Dokumentauszug:
####

Andreas Unterberger

73, ist Kolumnist und schreibt seit sieben Jahren unter www.andreas-unterberger.at Österreichs meistgelesenen Internet-Blog. Er ist Jurist und hat zehn Jahre an der Universität Wien Politikwissenschaft vorgetragen. Er war 20 Jahre Außenpolitik-Journalist und 14 Jahre Chefredakteur von „Presse“ und „Wiener Zeitung“. Sein jüngstes Buch heißt „Schafft die Politik ab“.

Die terminale Krise der Sozialdemokratie

Februar 2017

Wohl noch nie in der Geschichte ist eine mächtige Bewegung so rasch in die Bedeutungslosigkeit zurückgesunken, wie es derzeit weltweit der Sozialdemokratie passiert. Das Ergebnis der französischen Partei-Vorwahlen ist der jüngste Puzzlestein in diesem Bild, zu dem genauso die amerikanischen Wahlen wie auch die Entwicklungen in Deutschland oder Großbritannien gehören. Um nur die größten Länder zu nennen. Die Liste der Ursachen ist lang und füllt Bücher. Sie reicht von der bei den Sozialdemokraten liegenden Hauptverantwortung für die Asylkatastrophe über die Schuldenmacherei, Gratis-Wohlfahrtsstaat-für-Alle-Illusion und leistungsfeindlichen Schulpolitik bis zur Genderei. Grundeinkommen für Alle, auch wenn sie nicht arbeiten. Jeder Anspruch soll erfüllt werden. Abtreibung und Schwulenehe als zentrale gesellschaftliche Werte. Political Correctness. Datenschutz statt Schutz vor Verbrechern. Und vieles andere mehr, was schlecht und teuer ist.

####

Beantworten Sie anhand des obigen Dokumentauszugs die folgenden Fragen:
(a) Wie viele Jahre war Andreas Unterberger Chefredakteur, und bei welchen Zeitungen?
(b) Wie lautet der Titel seines jüngsten Buches?
(c) Welches Ergebnis wird als jüngster Puzzlestein im Bild vom Niedergang der Sozialdemokratie bezeichnet?

Erfasste Daten:
####

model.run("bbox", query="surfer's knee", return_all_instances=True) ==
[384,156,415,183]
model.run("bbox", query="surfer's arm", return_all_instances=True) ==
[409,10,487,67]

####

Vollständige Antwort:
(a) 14 Jahre, bei „Presse“ und „Wiener Zeitung“.
(b) „Schafft die Politik ab“.
(c) Das Ergebnis der französischen Partei-Vorwahlen.